#### [The request]
Lay out the lines of the data below, from the line that contains "Task: tag the green leaf" through the last line of the data, both included, as a Markdown table with the columns Row and Text. Number each row and leave out any blank lines.

#### [Data extract]
--
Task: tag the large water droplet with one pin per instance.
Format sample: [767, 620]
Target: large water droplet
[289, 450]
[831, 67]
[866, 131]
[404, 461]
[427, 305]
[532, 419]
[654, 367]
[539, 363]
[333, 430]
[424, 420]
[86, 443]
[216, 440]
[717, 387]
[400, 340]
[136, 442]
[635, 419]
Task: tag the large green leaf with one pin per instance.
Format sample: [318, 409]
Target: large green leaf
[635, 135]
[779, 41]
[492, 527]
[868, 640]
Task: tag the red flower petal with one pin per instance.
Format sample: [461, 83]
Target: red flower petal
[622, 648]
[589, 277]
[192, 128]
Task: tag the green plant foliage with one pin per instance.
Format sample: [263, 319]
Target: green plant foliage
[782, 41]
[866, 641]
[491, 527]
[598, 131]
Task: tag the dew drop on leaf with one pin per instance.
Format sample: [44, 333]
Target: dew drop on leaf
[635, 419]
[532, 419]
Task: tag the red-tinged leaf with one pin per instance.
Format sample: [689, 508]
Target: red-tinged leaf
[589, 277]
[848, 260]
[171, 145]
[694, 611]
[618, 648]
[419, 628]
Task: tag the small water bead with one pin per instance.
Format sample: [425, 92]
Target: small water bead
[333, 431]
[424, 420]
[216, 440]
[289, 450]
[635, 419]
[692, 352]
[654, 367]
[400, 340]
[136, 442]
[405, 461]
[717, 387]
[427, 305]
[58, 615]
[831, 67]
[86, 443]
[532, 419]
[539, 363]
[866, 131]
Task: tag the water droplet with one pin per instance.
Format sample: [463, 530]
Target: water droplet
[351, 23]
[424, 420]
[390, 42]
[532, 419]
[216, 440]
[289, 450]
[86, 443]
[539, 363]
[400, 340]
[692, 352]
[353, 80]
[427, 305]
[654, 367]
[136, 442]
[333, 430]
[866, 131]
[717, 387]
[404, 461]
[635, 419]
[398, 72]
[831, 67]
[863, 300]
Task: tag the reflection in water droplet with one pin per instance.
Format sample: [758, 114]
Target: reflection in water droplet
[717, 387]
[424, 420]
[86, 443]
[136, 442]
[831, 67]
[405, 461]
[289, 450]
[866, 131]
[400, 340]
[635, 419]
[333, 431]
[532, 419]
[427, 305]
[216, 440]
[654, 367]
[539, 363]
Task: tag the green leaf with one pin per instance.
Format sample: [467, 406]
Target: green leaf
--
#### [Exercise result]
| Row | Text |
|---|---|
| 1 | Task: tag the green leaf with one pin per instance. |
| 2 | Format sample: [467, 406] |
| 3 | Target: green leaf |